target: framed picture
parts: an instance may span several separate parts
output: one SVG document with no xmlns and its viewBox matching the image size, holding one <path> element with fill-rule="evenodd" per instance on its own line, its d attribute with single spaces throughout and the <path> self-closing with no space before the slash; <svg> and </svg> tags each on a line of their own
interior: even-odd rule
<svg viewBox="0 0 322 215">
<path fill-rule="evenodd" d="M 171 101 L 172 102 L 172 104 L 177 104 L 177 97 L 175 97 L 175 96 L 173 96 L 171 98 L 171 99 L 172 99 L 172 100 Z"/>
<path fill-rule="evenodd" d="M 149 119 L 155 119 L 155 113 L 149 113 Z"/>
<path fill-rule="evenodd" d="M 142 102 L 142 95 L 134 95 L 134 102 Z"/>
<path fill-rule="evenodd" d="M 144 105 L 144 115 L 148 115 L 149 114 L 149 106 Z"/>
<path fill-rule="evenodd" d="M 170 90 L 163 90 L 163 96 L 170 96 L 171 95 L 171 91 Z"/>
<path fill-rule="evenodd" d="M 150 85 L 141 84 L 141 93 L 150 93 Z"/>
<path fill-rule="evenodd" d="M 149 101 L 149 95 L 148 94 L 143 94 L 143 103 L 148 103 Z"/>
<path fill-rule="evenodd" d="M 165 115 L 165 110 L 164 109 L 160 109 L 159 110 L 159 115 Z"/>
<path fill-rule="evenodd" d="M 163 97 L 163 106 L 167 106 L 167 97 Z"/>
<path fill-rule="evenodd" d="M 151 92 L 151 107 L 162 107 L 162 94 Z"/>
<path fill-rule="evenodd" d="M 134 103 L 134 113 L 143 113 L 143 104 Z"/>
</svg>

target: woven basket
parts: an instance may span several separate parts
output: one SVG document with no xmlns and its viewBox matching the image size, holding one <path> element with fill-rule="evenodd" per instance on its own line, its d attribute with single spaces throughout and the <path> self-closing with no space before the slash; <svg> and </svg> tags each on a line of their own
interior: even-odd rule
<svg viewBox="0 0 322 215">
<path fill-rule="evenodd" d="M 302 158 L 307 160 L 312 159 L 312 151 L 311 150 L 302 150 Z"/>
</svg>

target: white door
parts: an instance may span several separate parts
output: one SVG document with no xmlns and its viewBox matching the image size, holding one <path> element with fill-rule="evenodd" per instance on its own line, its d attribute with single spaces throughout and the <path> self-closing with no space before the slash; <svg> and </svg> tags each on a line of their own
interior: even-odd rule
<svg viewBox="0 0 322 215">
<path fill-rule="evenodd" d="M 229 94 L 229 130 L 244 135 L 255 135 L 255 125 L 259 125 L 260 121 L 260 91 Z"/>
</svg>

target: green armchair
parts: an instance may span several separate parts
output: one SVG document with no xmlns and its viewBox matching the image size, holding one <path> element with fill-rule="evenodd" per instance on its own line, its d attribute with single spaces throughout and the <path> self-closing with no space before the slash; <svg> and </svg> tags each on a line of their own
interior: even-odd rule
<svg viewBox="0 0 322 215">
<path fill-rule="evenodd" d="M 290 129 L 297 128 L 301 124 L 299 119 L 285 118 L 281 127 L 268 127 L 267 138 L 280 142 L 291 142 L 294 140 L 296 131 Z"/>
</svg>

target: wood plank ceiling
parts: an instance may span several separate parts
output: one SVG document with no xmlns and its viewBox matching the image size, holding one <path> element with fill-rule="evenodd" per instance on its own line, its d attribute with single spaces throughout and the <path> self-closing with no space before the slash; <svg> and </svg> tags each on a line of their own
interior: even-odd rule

※

▸ YOUR GOAL: Copy each entry exactly, with nothing added or dropped.

▸ ANSWER TO THE PROBLEM:
target: framed picture
parts: an instance may span several separate parts
output: one SVG document with no xmlns and its viewBox matching the image size, holding one <path> element with fill-rule="evenodd" per instance on its own line, its d attribute with single spaces throughout and the <path> self-closing with no space before the slash; <svg> and </svg> tags each on a line of their own
interior: even-odd rule
<svg viewBox="0 0 322 215">
<path fill-rule="evenodd" d="M 171 101 L 172 102 L 172 104 L 177 104 L 177 97 L 175 97 L 175 96 L 173 96 L 171 98 L 171 99 L 172 99 L 172 100 Z"/>
<path fill-rule="evenodd" d="M 149 119 L 155 119 L 155 113 L 149 113 Z"/>
<path fill-rule="evenodd" d="M 142 102 L 142 95 L 134 95 L 134 102 Z"/>
<path fill-rule="evenodd" d="M 144 105 L 144 115 L 148 115 L 149 114 L 149 106 Z"/>
<path fill-rule="evenodd" d="M 170 90 L 163 90 L 163 96 L 170 96 L 171 95 L 171 91 Z"/>
<path fill-rule="evenodd" d="M 150 85 L 141 84 L 141 93 L 150 93 Z"/>
<path fill-rule="evenodd" d="M 149 101 L 149 95 L 148 94 L 143 94 L 143 103 L 148 103 Z"/>
<path fill-rule="evenodd" d="M 165 115 L 165 110 L 164 109 L 160 109 L 159 110 L 159 115 Z"/>
<path fill-rule="evenodd" d="M 163 97 L 163 106 L 167 106 L 167 97 Z"/>
<path fill-rule="evenodd" d="M 151 92 L 151 107 L 162 107 L 162 94 Z"/>
<path fill-rule="evenodd" d="M 134 103 L 134 113 L 143 113 L 143 104 Z"/>
</svg>

target: woven basket
parts: an instance may span several separate parts
output: one SVG document with no xmlns and its viewBox matching the image size, holding one <path> element with fill-rule="evenodd" per instance on its own line, its d attribute with single spaces throughout and the <path> self-closing with no space before the slash; <svg> and </svg> tags each on a line of their own
interior: even-odd rule
<svg viewBox="0 0 322 215">
<path fill-rule="evenodd" d="M 302 158 L 307 160 L 312 159 L 312 151 L 311 150 L 302 150 Z"/>
</svg>

target: white door
parts: an instance may span several separate parts
output: one SVG document with no xmlns and its viewBox matching the image size, holding one <path> element with fill-rule="evenodd" per instance on its own line, its d attribute with single spaces throughout and the <path> self-closing with no space before the slash; <svg> and </svg> tags each on a line of their own
interior: even-odd rule
<svg viewBox="0 0 322 215">
<path fill-rule="evenodd" d="M 229 94 L 229 130 L 244 135 L 255 135 L 255 125 L 259 125 L 260 121 L 260 91 Z"/>
</svg>

target: green armchair
parts: an instance may span several separate parts
output: one SVG document with no xmlns and its viewBox matching the image size, holding one <path> element with fill-rule="evenodd" per instance on its own line, its d attribute with single spaces throughout and the <path> self-closing with no space before the slash; <svg> and </svg> tags each on a line of their own
interior: even-odd rule
<svg viewBox="0 0 322 215">
<path fill-rule="evenodd" d="M 290 129 L 297 128 L 301 124 L 299 119 L 285 118 L 281 127 L 268 127 L 267 138 L 280 142 L 291 142 L 294 140 L 296 131 Z"/>
</svg>

target: wood plank ceiling
parts: an instance may span several separate parts
output: one SVG document with no xmlns and its viewBox matching the image size, holding one <path> element with fill-rule="evenodd" per instance on its own line, its d attribute with single spaces throughout and the <path> self-closing with no space before the slash; <svg> and </svg> tags each on a line of their own
interior: even-odd rule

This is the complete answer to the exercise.